Harden Your Defenses
There is, fortunately, a simple and straightforward method of defending yourself (short of disconnecting permanently from the Internet and moving to an electricity-free commune). The method is known as a "firewall", and comes in two varieties — hardware and software. Similar to a building's firewall — designed to keep a raging fire out of parts of the building as long as possible — a computer firewall is intended to keep attackers out of networks and individual computers. The specific methods utilized by computer firewalls to achieve this, can be technically complicated. So I won't go into the details. What is most critical is that firewalls work, and everyone connected to the Internet should use one — regardless of whether they are using broadband or narrowband.
Hardware firewalls are usually found in routers, which are fairly small devices used for routing traffic within a network, including a simple home network that you might set up for allowing everyone in your household to share the same Internet connection. A router acts much like a traffic cop (but without the speeding tickets), sending Internet requests from all of your home computers out through the same Internet connection, and then directing the responses from the Internet back to the appropriate computer in your home network.

(Task instructions):
1. From the firewall text above, output the passage that opens with the words containing "Hardware firewalls are" and closes with "your home network.", copying it word for word.
2. According to the firewall text, what two varieties do firewalls come in?
3. Restate the paragraph of the firewall text that begins "Hardware firewalls are usually found" as a short bulleted list that keeps its main facts.

(Provided information):
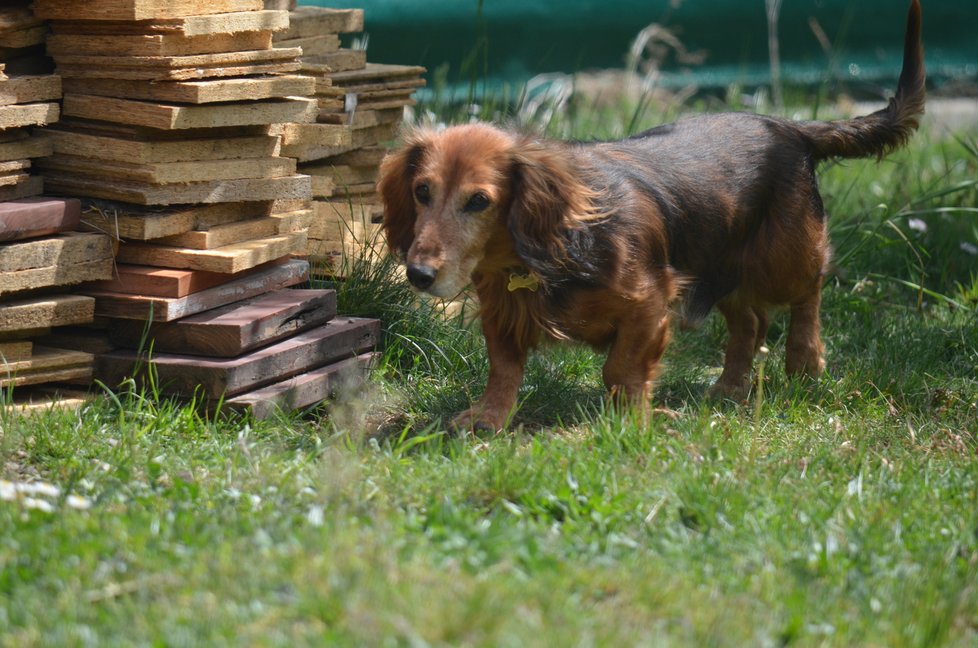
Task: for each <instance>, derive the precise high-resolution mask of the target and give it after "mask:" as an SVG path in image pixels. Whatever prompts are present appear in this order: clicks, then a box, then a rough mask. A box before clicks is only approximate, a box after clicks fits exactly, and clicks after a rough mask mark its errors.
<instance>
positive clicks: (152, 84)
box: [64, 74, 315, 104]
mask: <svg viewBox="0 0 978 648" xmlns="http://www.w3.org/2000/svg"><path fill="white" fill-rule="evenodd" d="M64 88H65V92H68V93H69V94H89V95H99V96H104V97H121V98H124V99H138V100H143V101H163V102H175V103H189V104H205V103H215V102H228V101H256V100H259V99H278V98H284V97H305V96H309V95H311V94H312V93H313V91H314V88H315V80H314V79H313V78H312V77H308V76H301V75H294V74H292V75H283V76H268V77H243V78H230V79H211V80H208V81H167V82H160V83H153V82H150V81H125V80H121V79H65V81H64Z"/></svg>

--

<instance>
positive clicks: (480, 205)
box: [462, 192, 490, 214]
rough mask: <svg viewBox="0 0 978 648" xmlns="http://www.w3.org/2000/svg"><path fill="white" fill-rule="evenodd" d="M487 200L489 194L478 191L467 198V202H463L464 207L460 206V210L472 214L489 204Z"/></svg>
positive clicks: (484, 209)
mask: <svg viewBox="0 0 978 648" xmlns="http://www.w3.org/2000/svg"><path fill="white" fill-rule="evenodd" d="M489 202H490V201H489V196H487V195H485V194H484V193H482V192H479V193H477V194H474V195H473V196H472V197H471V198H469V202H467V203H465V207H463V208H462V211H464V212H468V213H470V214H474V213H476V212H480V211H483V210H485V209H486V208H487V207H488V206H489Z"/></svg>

(Solution set):
1.
Hardware firewalls are usually found in routers, which are fairly small devices used for routing traffic within a network, including a simple home network that you might set up for allowing everyone in your household to share the same Internet connection. A router acts much like a traffic cop (but without the speeding tickets), sending Internet requests from all of your home computers out through the same Internet connection, and then directing the responses from the Internet back to the appropriate computer in your home network.

2. Hardware and software.

3.
- Hardware firewalls are usually found in routers.
- Routers are fairly small devices that route traffic within a network, including a simple home network where everyone in a household shares one Internet connection.
- A router works like a traffic cop. It sends Internet requests from all the home computers out through the same connection.
- It then directs the responses from the Internet back to the appropriate computer on the home network.